Task item
Find every line containing the word "parts" in the records below; report only how many there are.

[Records drawn from a dataset]
=====
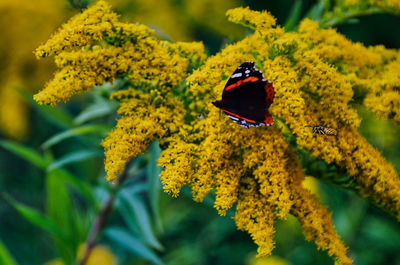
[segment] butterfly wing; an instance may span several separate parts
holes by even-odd
[[[263,77],[263,73],[254,67],[254,62],[243,63],[226,83],[222,100],[213,104],[241,126],[273,124],[268,107],[274,100],[275,92],[272,83]]]
[[[243,83],[257,82],[263,80],[264,74],[255,68],[254,62],[244,62],[233,72],[228,82],[226,82],[222,99],[229,96],[229,92],[235,90]]]

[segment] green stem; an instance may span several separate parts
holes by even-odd
[[[129,170],[132,162],[133,162],[133,159],[126,162],[124,171],[122,172],[121,176],[115,181],[114,189],[112,189],[110,197],[107,199],[107,201],[101,208],[99,214],[97,215],[96,220],[93,222],[93,225],[90,228],[90,232],[89,232],[89,235],[86,240],[85,252],[84,252],[82,258],[78,262],[79,265],[86,264],[86,262],[90,256],[90,253],[92,252],[93,248],[95,247],[97,237],[99,236],[100,232],[103,230],[104,225],[106,224],[106,221],[111,213],[114,199],[119,190],[119,187],[128,177],[128,170]]]
[[[385,10],[379,7],[372,7],[364,10],[349,10],[344,13],[329,13],[328,17],[322,18],[319,25],[321,28],[329,28],[345,23],[347,20],[360,16],[384,13]]]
=====
Response area
2